Referring expression pointing data
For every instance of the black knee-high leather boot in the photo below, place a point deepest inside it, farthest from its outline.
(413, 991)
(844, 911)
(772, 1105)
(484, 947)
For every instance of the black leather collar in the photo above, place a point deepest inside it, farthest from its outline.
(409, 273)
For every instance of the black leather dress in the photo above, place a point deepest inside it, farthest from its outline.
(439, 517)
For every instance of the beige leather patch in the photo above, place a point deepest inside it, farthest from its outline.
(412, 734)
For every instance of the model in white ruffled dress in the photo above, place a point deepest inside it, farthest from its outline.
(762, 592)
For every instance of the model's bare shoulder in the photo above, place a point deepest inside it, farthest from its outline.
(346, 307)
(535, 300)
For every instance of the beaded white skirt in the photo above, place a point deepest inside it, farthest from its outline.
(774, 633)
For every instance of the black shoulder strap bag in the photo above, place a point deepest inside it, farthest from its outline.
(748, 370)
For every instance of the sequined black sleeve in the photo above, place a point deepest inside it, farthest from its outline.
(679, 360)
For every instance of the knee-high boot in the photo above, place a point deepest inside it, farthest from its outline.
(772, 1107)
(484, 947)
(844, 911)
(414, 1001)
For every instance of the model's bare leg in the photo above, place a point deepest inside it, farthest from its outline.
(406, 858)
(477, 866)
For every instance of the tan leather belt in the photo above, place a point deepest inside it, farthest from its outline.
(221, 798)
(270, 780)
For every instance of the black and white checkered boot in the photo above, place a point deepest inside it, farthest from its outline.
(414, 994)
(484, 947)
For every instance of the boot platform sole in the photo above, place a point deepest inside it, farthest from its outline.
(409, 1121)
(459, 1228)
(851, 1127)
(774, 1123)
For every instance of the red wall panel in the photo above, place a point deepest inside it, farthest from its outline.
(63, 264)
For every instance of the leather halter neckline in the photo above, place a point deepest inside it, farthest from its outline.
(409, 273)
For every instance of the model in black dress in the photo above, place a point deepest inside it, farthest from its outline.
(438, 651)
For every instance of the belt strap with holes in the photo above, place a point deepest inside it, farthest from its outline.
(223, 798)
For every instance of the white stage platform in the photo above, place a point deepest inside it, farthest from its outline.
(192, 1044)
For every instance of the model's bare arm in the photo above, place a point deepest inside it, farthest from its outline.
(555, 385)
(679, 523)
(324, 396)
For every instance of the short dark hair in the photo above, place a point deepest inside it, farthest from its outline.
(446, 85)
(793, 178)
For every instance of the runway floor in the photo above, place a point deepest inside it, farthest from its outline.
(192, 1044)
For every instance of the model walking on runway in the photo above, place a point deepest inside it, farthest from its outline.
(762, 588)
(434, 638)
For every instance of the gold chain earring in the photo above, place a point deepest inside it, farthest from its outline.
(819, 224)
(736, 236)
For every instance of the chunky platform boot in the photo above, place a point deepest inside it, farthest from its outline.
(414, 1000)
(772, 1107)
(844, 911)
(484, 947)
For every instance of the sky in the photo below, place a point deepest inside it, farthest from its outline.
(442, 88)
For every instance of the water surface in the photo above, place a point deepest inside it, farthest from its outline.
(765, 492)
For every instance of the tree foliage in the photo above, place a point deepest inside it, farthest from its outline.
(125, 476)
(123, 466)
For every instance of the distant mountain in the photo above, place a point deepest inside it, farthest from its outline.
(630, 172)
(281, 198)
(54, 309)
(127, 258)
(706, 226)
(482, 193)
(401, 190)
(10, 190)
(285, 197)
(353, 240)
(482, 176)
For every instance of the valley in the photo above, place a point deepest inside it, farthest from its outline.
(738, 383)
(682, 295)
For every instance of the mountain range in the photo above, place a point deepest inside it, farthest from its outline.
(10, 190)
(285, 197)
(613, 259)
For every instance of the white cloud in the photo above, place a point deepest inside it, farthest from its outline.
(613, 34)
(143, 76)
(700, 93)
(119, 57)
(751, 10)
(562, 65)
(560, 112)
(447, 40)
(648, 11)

**Task requirements:** Print the data in full. Match it exactly.

**Reply to the task:**
For every instance of the black knee-high leather boot in the photo below, place a point deepest inside it, farthest from its outline.
(413, 991)
(844, 911)
(772, 1105)
(484, 947)
For every instance of the black leather collar in the photo above, place a point deepest inside it, farthest from its outline.
(409, 273)
For every instance of the black leather dress in the photo above, place a point deepest inside it, farthest from its outline.
(439, 517)
For every instance of the beige leather patch in the photo above, place a point deepest inside it, farthest from its outline.
(412, 734)
For every instance of the model in white ruffled dress in the photo above, place a point deepest inside it, farthest from its outline.
(762, 592)
For every instance of the model's bare shoulder in the photo above, place a point deepest inside it, farthest from its outline.
(346, 307)
(535, 300)
For every instance of the beaded white skirt in the photo above, place a point deepest inside it, farthest from its outline.
(774, 633)
For every instance of the black shoulder strap bag in the photo above, place a point deepest inside it, farthest from its outline.
(748, 370)
For every instance of the sequined black sleeve in the photo above, place a point deepest inside it, farthest from its outline.
(679, 360)
For every instance of the knee-high boot in the photo above, place a point deepest inside it, farthest from its outline.
(772, 1107)
(484, 947)
(844, 911)
(414, 1001)
For every instance of the model's bare leg in the photo above, place a point deepest inside it, farthest from its outline.
(406, 858)
(477, 866)
For every instance of the tan leather belt in the photo above, place a point deepest inside it, farthest from its outline.
(221, 798)
(270, 780)
For every instance of the black and white checkered boot in the photo above, place a point deepest inside it, farthest from its outline.
(414, 994)
(484, 947)
For every instance of the boot platform sole in the photo above, place a point deepest inside it, farthest from its outline.
(409, 1121)
(459, 1228)
(851, 1127)
(774, 1123)
For every instance of the red wall panel in the photo above, place a point deepest inside it, farthest from its outline.
(63, 264)
For every instance of the leather halter neckline in the photo above, place a point deepest inside it, farthest from its outline.
(409, 273)
For every instance of the model in black dress in the photo above, place a point deepest inside it, farthest from its outline.
(438, 651)
For every instance of the belt strap with holes in the photo above, place a point deepest inside it, farthest from its outline.
(223, 798)
For every instance of the white stage platform in the photo above, place a point deepest inside it, farthest from its outline.
(192, 1044)
For every instance of the model's bare arm in the photo above, place a point deepest inside it, farthest from its outline.
(555, 385)
(679, 523)
(324, 396)
For every instance of the short dark hair in the photo above, place a point deepest inside it, farthest from its outline.
(446, 85)
(793, 178)
For every instance of the runway floor in the photo above, place a point deepest inside it, farthest from its outline.
(192, 1044)
For every instance of the model walking on runway in the photo above, place a point deepest inside it, farthest from its outline.
(762, 588)
(434, 638)
For every instance of the gold chain earring in the photo above, place a point deepest inside it, farthest from its outline.
(819, 224)
(736, 236)
For every instance of the chunky platform boot in the photo above, place a point deepest inside it, farthest from its outline.
(414, 1000)
(772, 1107)
(844, 911)
(484, 947)
For every instance of the sky in the photo below, place a point deepest inside it, farthest from its outline.
(442, 88)
For every instance of the water surface in the photo above, place a point deepest inside it, farthest from its outline.
(765, 492)
For every instance of the tree foliage in the photo above, place a point deepest inside it, farthest from its outline.
(125, 476)
(123, 466)
For every instance of the distant mountain in the photo above, place a point deepest inside it, farthest from its outline.
(630, 172)
(281, 198)
(54, 309)
(127, 258)
(706, 226)
(482, 193)
(401, 190)
(10, 190)
(285, 197)
(353, 240)
(482, 176)
For every instance of the valley in the photo above, place a point deepest inside it, farthest from its outline.
(738, 383)
(682, 295)
For every instance of the mountain range in the photo above, place a point deepest inside it, farthest from its outline.
(10, 190)
(285, 197)
(613, 259)
For every instance of the white cloud in the photo above, place a point deepest inside it, farthest from its outline.
(613, 34)
(143, 76)
(700, 93)
(119, 57)
(751, 10)
(562, 65)
(560, 112)
(447, 40)
(648, 11)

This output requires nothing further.